• [JOB]:
Each record is to be printed again precisely as it reads.

——

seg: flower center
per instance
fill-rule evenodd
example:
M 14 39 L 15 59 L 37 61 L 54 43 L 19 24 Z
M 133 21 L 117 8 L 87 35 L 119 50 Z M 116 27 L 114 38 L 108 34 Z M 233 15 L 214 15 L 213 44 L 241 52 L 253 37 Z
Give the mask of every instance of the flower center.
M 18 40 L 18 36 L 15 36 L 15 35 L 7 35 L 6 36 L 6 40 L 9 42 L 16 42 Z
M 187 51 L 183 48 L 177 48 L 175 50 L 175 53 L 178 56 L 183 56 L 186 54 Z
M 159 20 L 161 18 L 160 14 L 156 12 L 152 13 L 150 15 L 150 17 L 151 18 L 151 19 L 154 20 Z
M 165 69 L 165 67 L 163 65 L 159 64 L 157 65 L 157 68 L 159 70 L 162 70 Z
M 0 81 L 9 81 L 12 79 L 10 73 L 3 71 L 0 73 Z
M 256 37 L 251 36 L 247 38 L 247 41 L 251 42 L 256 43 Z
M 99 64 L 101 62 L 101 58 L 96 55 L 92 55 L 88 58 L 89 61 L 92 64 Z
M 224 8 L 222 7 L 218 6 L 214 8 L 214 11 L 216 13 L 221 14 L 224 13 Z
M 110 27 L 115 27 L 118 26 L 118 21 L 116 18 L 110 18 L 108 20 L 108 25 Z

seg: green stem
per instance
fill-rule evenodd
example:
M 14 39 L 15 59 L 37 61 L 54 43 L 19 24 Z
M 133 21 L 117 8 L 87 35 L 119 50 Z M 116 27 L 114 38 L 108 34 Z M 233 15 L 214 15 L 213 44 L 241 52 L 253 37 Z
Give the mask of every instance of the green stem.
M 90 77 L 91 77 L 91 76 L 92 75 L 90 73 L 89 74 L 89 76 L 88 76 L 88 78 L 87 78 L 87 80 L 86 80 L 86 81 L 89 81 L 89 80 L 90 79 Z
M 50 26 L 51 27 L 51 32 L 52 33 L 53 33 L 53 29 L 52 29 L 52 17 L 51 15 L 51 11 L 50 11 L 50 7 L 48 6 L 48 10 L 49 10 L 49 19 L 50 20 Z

——

• [THE ANSWER]:
seg: flower center
per instance
fill-rule evenodd
example:
M 14 39 L 15 59 L 37 61 L 54 43 L 19 24 Z
M 133 21 L 117 8 L 87 35 L 119 50 Z M 116 27 L 114 38 L 108 34 Z M 233 15 L 214 15 L 213 44 L 241 52 L 253 37 Z
Give the mask of every instance of the flower center.
M 18 40 L 18 36 L 15 36 L 15 35 L 7 35 L 6 36 L 6 40 L 9 42 L 16 42 Z
M 187 51 L 183 48 L 177 48 L 175 50 L 175 53 L 178 56 L 183 56 L 186 54 Z
M 159 20 L 161 18 L 160 14 L 156 12 L 152 13 L 150 15 L 150 17 L 151 18 L 151 19 L 154 20 Z
M 165 69 L 165 67 L 163 65 L 159 64 L 157 65 L 157 68 L 159 70 L 162 70 Z
M 0 81 L 9 81 L 12 79 L 10 73 L 3 71 L 0 73 Z
M 256 37 L 251 36 L 247 38 L 247 41 L 251 42 L 256 43 Z
M 99 64 L 101 62 L 101 58 L 96 55 L 92 55 L 88 58 L 89 61 L 92 64 Z
M 224 8 L 222 7 L 218 6 L 214 8 L 214 11 L 216 13 L 221 14 L 224 13 Z
M 110 27 L 115 27 L 118 26 L 118 21 L 116 18 L 110 18 L 108 20 L 108 25 Z

seg: green stem
per instance
fill-rule evenodd
example:
M 14 39 L 15 59 L 37 61 L 54 43 L 19 24 Z
M 133 21 L 117 8 L 87 35 L 119 50 Z M 116 27 L 114 38 L 108 34 Z M 233 15 L 214 15 L 213 44 L 241 52 L 253 37 Z
Give the mask of every instance of the green stem.
M 90 77 L 91 77 L 91 76 L 92 75 L 90 73 L 89 74 L 89 76 L 88 76 L 88 78 L 87 78 L 87 80 L 86 80 L 86 81 L 89 81 L 89 80 L 90 79 Z
M 50 26 L 51 27 L 51 32 L 52 33 L 53 33 L 53 29 L 52 29 L 52 17 L 51 15 L 51 11 L 50 11 L 50 7 L 48 6 L 48 10 L 49 10 L 49 19 L 50 20 Z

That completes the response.